South Korean actress (born 1974)

Kim Se-ah is a South Korean actress. She is known for roles in dramas such as Seoul 1945, Janghwa Hongryeon jeon and Who Are You: School 2015.

==Personal life==
She is married to Kim Kyu-sik who is a cellist. They got married in 2009 and have two children, a son and daughter. In 2010, she published a book called The Naturalistic Childbirth of Kim Se-ah.

**EXERCISES TO COMPLETE**:
(a) Print the portion of the Kim Se-ah excerpt from "South Korean actress (born" up to and including "You: School 2015.".
(b) According to the Kim Se-ah excerpt, what is the title of the book she published in 2010?
Answer using only the Kim Se-ah excerpt.

[Stored data]
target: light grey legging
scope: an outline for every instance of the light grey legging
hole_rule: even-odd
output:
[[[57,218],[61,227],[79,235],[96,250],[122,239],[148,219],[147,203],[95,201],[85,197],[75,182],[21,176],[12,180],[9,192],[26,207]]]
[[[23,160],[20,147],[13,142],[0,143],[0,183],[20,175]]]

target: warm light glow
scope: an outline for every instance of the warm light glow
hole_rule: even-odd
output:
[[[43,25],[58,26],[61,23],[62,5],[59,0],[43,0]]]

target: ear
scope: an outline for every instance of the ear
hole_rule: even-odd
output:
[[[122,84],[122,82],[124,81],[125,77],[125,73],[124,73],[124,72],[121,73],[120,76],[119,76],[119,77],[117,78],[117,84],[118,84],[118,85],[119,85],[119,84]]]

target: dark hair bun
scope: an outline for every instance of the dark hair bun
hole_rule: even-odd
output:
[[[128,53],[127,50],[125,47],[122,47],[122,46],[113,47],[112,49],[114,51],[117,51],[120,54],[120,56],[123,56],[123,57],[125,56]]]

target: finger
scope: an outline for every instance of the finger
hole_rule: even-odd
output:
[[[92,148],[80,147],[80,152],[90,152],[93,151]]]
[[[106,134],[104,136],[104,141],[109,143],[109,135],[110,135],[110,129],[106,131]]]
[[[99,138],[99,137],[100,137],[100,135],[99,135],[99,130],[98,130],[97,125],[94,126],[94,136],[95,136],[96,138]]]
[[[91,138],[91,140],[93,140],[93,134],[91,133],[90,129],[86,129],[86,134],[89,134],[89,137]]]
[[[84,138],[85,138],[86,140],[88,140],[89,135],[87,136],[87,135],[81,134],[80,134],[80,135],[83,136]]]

**SOLUTION SET**:
(a)
South Korean actress (born 1974)

Kim Se-ah is a South Korean actress. She is known for roles in dramas such as Seoul 1945, Janghwa Hongryeon jeon and Who Are You: School 2015.

(b) The Naturalistic Childbirth of Kim Se-ah